Taking the entries below from the top, restate each line exactly and end with the line containing "negative clicks: (29, 247) (73, 177)".

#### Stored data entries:
* * *

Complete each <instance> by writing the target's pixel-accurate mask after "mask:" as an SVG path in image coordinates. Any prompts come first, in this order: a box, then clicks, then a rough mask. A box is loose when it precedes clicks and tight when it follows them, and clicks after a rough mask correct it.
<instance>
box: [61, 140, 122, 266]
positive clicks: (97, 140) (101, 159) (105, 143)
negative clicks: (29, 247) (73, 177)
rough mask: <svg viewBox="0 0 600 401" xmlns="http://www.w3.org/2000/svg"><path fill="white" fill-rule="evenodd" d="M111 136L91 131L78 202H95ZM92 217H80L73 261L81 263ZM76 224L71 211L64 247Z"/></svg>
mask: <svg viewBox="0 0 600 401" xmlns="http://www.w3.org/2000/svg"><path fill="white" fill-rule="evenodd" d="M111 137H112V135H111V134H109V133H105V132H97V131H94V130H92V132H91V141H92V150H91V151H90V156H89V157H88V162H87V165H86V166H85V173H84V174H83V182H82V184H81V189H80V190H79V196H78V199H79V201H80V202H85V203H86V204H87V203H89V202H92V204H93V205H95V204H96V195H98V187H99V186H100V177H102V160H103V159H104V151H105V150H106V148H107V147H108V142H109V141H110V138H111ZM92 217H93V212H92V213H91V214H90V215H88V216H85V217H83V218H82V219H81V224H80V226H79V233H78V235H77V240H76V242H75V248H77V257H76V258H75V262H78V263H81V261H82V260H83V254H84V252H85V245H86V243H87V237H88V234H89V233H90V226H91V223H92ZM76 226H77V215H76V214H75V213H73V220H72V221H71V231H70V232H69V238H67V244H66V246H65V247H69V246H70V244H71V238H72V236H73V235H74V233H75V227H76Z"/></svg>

* * *

#### EXERCISE RESPONSE:
Complete each <instance> by writing the target's pixel-accurate mask after "mask:" as an SVG path in image coordinates. Any prompts come first, in this order: a box, then clicks, then a rough mask. A box is loose when it precedes clicks and tight when it follows them, and clicks after a rough mask correct it.
<instance>
box: [61, 140, 122, 266]
positive clicks: (97, 140) (101, 159) (105, 143)
negative clicks: (29, 247) (73, 177)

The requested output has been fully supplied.